- _Data to use_:
*****
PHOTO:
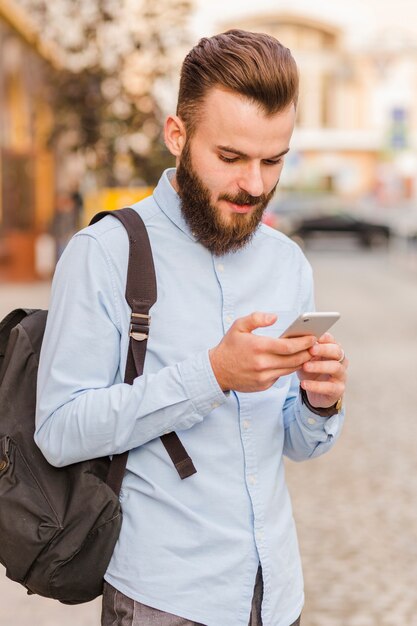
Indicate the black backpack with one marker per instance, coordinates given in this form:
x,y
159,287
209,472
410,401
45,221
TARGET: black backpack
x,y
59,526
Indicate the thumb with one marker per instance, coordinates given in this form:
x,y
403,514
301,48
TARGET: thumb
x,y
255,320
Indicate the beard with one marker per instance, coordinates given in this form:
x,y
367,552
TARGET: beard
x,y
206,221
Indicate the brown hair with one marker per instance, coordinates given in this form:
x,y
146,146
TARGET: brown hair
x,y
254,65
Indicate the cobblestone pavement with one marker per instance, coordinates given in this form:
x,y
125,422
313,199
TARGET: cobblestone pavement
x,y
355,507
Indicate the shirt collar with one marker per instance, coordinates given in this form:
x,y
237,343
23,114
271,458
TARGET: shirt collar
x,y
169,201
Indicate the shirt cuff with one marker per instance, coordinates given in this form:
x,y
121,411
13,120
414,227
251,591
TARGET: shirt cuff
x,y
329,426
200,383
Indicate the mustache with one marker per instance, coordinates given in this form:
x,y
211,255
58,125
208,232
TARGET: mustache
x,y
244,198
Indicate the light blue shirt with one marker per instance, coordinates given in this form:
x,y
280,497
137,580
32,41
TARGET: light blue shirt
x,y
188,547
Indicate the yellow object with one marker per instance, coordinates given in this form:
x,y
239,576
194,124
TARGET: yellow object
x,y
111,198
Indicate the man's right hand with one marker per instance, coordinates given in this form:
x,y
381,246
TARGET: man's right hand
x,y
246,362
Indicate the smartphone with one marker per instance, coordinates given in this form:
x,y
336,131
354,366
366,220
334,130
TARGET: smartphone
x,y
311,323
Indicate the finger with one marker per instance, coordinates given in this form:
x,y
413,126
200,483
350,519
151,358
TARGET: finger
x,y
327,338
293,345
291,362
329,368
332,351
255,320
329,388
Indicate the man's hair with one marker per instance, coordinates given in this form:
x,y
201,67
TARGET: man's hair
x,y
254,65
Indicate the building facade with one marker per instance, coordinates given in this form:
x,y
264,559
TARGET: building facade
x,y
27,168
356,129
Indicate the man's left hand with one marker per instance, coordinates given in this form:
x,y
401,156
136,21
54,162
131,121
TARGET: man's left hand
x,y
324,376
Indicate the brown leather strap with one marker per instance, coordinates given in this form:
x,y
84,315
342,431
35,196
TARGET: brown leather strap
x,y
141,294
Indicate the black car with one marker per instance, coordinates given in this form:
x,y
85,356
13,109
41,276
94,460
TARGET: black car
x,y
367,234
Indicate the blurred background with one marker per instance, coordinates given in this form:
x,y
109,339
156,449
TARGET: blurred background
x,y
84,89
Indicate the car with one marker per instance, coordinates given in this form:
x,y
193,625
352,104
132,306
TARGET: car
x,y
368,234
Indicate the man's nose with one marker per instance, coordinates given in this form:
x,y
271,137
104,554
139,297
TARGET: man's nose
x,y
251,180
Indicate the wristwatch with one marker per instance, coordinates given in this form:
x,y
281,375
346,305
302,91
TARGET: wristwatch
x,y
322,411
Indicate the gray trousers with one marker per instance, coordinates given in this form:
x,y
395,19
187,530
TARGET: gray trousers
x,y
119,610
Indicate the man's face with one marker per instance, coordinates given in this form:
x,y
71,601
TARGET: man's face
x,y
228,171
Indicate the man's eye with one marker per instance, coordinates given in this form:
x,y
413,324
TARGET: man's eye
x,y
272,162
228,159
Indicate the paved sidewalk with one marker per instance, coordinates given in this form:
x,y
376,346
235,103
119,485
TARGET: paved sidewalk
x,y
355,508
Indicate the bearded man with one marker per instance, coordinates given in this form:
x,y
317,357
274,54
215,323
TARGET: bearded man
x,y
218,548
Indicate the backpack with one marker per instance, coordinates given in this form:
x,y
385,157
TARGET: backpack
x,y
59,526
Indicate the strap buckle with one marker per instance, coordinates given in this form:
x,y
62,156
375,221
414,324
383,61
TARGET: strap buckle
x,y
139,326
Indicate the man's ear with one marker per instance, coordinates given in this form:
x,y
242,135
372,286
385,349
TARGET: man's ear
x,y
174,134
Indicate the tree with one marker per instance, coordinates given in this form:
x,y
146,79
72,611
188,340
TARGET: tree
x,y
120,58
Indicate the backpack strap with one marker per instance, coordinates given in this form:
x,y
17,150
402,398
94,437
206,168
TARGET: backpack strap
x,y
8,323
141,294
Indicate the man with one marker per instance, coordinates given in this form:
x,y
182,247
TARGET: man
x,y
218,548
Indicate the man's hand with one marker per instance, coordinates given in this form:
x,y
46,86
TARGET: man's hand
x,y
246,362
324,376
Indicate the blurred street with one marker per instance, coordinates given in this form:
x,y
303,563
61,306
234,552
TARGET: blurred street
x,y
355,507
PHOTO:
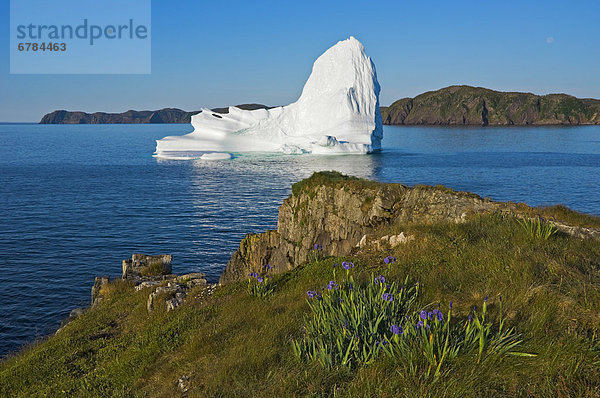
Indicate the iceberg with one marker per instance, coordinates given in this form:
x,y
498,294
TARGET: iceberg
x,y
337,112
*****
- _Work item_: Your output should be only the lines from the line with "TARGET: strap buckle" through the end of the data, exactly as they stand, and no pictures.

- _Written answer_:
TARGET: strap buckle
x,y
139,326
Indicate the man's ear with one marker per instance, coordinates given in this form:
x,y
242,135
372,286
385,349
TARGET: man's ear
x,y
174,134
Indicate the tree with one marker per instance, coordinates given in this form:
x,y
146,79
72,611
188,340
TARGET: tree
x,y
120,58
Indicate the backpack strap with one marker per instance, coordinates given in this form:
x,y
17,150
402,398
94,437
206,168
TARGET: backpack strap
x,y
8,323
141,294
Indicate the man with one marker per instance, coordinates given in this form:
x,y
182,247
TARGET: man
x,y
218,548
Indicate the man's hand with one marker per instance, coordinates given in this form:
x,y
46,86
TARGET: man's hand
x,y
246,362
324,376
Indicate the blurred street with one marker per instance, coordinates given in this form:
x,y
303,563
61,306
234,552
TARGET: blurred street
x,y
355,507
PHOTO:
Indicate the iceberg with one marker per instance, coordinates given in this form:
x,y
498,294
TARGET: iceberg
x,y
337,112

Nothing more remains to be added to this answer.